■ EXTRACTED MATERIAL ■
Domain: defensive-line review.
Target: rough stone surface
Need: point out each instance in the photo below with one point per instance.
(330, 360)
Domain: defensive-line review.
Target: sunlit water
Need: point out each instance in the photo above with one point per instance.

■ WHAT THE EXERCISE ASKS ■
Please copy the lines above word for word, keeping every one in its original order.

■ TASK ANSWER ■
Domain: defensive-line review.
Target: rough stone surface
Need: point out each instance in the photo below with one point per instance.
(330, 360)
Domain: defensive-line review.
Target: sunlit water
Need: point out each instance in the photo above with one point per instance.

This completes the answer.